PROBLEM TO WORK ON: Locate every line in the material below that contains the string "standing", and copy each of those lines.

--- Begin DATA RECORDS ---

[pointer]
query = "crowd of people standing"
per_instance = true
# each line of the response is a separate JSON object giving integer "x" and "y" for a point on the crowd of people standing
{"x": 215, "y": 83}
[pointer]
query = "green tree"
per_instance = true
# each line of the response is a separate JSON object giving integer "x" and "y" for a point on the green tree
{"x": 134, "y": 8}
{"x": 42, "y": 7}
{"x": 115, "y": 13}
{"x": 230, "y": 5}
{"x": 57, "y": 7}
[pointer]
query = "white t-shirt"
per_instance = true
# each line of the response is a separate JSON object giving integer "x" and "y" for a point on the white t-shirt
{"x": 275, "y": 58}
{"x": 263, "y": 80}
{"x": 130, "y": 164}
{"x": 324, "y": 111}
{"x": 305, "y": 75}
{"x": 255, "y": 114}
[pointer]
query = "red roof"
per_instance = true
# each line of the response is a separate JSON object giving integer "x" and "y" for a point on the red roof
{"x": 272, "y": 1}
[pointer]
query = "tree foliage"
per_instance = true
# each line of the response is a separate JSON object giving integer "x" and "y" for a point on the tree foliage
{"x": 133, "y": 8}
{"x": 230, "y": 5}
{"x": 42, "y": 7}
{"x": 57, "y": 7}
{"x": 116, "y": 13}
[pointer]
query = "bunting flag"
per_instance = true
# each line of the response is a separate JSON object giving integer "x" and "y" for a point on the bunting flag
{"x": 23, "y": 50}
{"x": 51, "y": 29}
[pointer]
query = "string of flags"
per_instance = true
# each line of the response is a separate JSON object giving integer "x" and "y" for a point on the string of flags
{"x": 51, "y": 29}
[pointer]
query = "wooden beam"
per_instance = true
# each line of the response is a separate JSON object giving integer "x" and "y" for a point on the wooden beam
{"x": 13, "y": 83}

--- End DATA RECORDS ---

SOLUTION:
query = "crowd of people standing"
# each line of the response is a separate JSON object giving integer "x" and "y" for a point on the crowd of people standing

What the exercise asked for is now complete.